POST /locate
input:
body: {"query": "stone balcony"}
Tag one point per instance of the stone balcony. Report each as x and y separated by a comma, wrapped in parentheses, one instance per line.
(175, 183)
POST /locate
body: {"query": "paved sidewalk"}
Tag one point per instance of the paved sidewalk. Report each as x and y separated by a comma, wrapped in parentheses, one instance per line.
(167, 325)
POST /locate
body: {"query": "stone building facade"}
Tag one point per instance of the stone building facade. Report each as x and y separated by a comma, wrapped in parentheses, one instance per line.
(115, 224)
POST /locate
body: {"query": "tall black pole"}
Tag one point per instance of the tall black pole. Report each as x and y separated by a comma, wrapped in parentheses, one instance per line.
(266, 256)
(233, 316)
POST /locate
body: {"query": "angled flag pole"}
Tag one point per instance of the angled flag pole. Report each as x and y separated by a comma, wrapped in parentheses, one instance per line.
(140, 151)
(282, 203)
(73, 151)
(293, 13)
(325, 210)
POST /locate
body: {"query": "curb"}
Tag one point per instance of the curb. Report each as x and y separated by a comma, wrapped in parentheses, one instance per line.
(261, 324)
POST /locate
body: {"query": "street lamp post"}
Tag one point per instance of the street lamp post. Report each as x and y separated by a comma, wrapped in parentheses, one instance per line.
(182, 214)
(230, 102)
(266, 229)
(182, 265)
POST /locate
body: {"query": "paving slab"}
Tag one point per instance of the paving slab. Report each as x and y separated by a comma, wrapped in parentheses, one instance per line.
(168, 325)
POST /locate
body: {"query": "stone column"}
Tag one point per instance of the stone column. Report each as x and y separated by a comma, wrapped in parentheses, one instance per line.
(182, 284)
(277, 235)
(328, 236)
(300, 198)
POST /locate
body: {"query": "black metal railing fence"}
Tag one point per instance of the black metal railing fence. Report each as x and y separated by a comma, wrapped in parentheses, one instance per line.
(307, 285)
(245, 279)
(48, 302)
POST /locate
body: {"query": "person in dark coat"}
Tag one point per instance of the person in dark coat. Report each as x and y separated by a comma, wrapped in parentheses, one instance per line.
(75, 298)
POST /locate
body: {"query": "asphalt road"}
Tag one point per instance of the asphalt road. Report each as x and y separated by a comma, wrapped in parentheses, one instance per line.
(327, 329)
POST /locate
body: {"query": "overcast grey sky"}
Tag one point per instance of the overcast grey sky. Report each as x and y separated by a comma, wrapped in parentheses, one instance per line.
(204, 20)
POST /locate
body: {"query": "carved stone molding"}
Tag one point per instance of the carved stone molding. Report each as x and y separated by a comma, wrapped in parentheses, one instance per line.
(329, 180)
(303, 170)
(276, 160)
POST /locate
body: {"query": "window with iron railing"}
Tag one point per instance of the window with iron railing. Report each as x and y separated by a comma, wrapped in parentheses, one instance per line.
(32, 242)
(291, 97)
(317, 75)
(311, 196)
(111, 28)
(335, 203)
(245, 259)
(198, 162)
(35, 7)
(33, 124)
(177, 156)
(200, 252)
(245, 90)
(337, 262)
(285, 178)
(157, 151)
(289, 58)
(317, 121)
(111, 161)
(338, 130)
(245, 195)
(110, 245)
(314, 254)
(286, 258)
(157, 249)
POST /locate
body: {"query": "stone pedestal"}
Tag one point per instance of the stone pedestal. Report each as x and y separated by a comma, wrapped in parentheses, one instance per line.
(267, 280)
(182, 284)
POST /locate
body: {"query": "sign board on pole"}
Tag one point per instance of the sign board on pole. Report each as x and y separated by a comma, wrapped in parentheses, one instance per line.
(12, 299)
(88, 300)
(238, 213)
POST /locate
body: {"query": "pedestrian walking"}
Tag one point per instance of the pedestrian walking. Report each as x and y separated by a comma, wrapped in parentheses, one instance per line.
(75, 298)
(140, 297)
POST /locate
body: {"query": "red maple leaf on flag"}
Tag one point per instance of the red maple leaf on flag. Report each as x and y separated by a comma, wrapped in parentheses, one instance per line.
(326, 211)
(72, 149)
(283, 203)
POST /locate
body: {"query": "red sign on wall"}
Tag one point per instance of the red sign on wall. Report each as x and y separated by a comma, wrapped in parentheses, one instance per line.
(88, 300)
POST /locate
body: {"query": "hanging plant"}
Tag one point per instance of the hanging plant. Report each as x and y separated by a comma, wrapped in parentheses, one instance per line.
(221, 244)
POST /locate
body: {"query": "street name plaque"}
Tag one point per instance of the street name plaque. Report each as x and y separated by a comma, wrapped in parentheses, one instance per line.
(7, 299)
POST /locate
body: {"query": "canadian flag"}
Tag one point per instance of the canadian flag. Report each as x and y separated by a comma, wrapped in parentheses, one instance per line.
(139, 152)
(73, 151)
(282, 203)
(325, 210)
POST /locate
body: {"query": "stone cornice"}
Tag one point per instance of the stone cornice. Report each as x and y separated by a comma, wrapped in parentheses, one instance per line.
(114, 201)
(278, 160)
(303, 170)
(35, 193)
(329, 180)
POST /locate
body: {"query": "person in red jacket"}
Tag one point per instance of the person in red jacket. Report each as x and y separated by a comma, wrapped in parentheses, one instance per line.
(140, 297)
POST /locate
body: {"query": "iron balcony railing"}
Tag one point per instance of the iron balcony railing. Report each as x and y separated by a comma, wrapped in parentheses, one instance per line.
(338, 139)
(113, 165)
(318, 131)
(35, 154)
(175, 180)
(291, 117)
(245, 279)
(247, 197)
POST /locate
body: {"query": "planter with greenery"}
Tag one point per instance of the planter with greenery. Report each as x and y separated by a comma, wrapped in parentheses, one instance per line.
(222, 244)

### [WORK TO COMPLETE]
Give an exact repetition of all the material.

### [RESPONSE TO THIS EXERCISE]
POST /locate
input:
body: {"query": "stone balcony"}
Tag one point per instance of the stone balcony. Report each as x and y separated by a comma, wrapped in parentheses, one instance per line.
(175, 183)
POST /locate
body: {"query": "paved sidewalk"}
Tag one point per instance of the paved sidewalk. Report each as x and y separated by a comma, wrapped in parentheses, one instance per line.
(167, 325)
POST /locate
body: {"query": "stone building facade"}
Tag one point per instance of the stone building facade. Report each as x and y separated by a comma, wrapped in parentheses, one instance per line.
(115, 224)
POST /locate
body: {"query": "tall black pole"}
Tag one point per instance of the tall black pole. Report each as x and y separated by a comma, wrapped in parentheses, one instance per line.
(266, 256)
(233, 316)
POST /locate
body: {"query": "angled flag pole"}
Tag one point per instance of the angled flag pole. Report each as x and y separated by a comma, wrapped in parentheses, one instance per line.
(140, 151)
(282, 203)
(73, 151)
(293, 13)
(325, 210)
POST /locate
body: {"query": "curb"}
Tag one point per instance of the curb. Report each as x and y separated by a comma, wrapped in parentheses, one instance per line.
(261, 324)
POST /locate
body: {"query": "street lamp post"}
Tag one point per instance of the street lamp post. Report each as x and y separated by a comma, wrapped in parentheses, one instance per line.
(182, 214)
(230, 102)
(266, 229)
(182, 265)
POST /locate
body: {"query": "paving slab"}
Tag one point per instance of the paving slab. Report each as x and y separated by a comma, wrapped in parentheses, one instance per line.
(168, 325)
POST /locate
body: {"query": "stone column"}
Tag one point per instance of the stone column. Report each as x and y separated by a comma, wrapped in parentheses, one instance per line.
(182, 284)
(277, 235)
(328, 236)
(300, 198)
POST /locate
body: {"query": "black metal railing fence"}
Tag one point per instance of the black metal railing fence. Report each as x and y separated by a comma, wrapped in parentheses, one instance per line.
(307, 285)
(245, 279)
(48, 302)
POST /locate
body: {"query": "person in dark coat"}
Tag one point per instance of the person in dark coat. Report each as x and y separated by a comma, wrapped in parentheses, one instance per line.
(75, 298)
POST /locate
body: {"query": "asphalt road"}
Tag one point per instance of the asphalt road. Report each as x and y separated by a comma, wrapped in parentheses, one instance per line.
(327, 329)
POST /locate
body: {"query": "overcast grey sky"}
Tag one point per instance of the overcast grey sky. Report each as x and y separated by a comma, wrapped in parentheses, one instance per line.
(204, 20)
POST /locate
body: {"query": "carved stone molding"}
Tag one point per instance of the carved stone molding. Report each as x and y separated by a comma, wrapped in parentheses, one instance per line.
(329, 180)
(303, 170)
(276, 160)
POST /locate
body: {"query": "window with iron railing"}
Tag one point per instance of the window with iron railing. Report each as x and y separated by a comma, wrapped in parentheses, one instance per line.
(32, 242)
(291, 97)
(317, 75)
(311, 196)
(111, 28)
(335, 203)
(245, 259)
(198, 162)
(35, 7)
(33, 124)
(177, 156)
(200, 252)
(245, 90)
(337, 262)
(285, 178)
(157, 151)
(289, 58)
(317, 121)
(111, 161)
(338, 130)
(245, 195)
(110, 245)
(314, 254)
(286, 258)
(157, 249)
POST /locate
body: {"query": "stone pedestal"}
Tag one point per instance of the stone pedestal. Report each as x and y separated by a comma, wrapped in parentheses, one instance per line.
(267, 280)
(182, 284)
POST /locate
body: {"query": "sign board on pole"}
Tag one point per instance of the sign board on pole. Report each as x and y separated by a comma, wrapped in parentheses, one instance per line.
(12, 299)
(88, 300)
(238, 213)
POST /locate
body: {"query": "pedestrian walking"}
Tag one point per instance of the pedestrian walking. Report each as x and y separated by a comma, wrapped in parentheses, one instance per line.
(75, 298)
(140, 297)
POST /locate
body: {"query": "red maple leaf on flag"}
Tag one point per instance of the red maple leaf on flag. Report each as x and y separated by a comma, wrapped in parentheses, one instance per line.
(326, 211)
(72, 149)
(283, 203)
POST /locate
body: {"query": "red sign on wall"}
Tag one point per instance of the red sign on wall. Report each as x and y separated by a comma, wrapped in parentheses, one instance per line.
(88, 300)
POST /locate
body: {"query": "hanging plant"}
Tag one point per instance of the hanging plant. Report each as x and y separated by a comma, wrapped in parentheses, one instance per line.
(221, 244)
POST /locate
body: {"query": "street name plaque"}
Tag one point per instance of the street name plaque. Report each as x and y separated by a comma, wrapped in parentheses, one instance per line.
(7, 299)
POST /locate
body: {"query": "canadian flag"}
Tag one point per instance of the canadian flag. Report each as x and y separated by a comma, wrapped in parentheses, one instance per line.
(139, 152)
(73, 151)
(282, 203)
(325, 210)
POST /locate
body: {"query": "stone cornice"}
Tag one point per instance of the stone cornice. Report each as x and y separated by a comma, wrapped in parentheses, one instance per line.
(114, 201)
(278, 160)
(303, 170)
(35, 193)
(329, 180)
POST /locate
body: {"query": "person in red jacket"}
Tag one point per instance of the person in red jacket. Report each as x and y separated by a comma, wrapped in parentheses, one instance per line.
(140, 297)
POST /locate
body: {"query": "iron balcony railing"}
Tag one point per instance of the iron balcony railing. Report each as x and y separated by a comma, wrapped in parentheses, one instance per line.
(338, 139)
(113, 165)
(318, 131)
(35, 154)
(175, 180)
(291, 117)
(245, 279)
(247, 197)
POST /locate
body: {"query": "planter with greenery"}
Tag one point per instance of the planter with greenery. Report each as x and y separated by a comma, wrapped in parentheses, one instance per line.
(222, 244)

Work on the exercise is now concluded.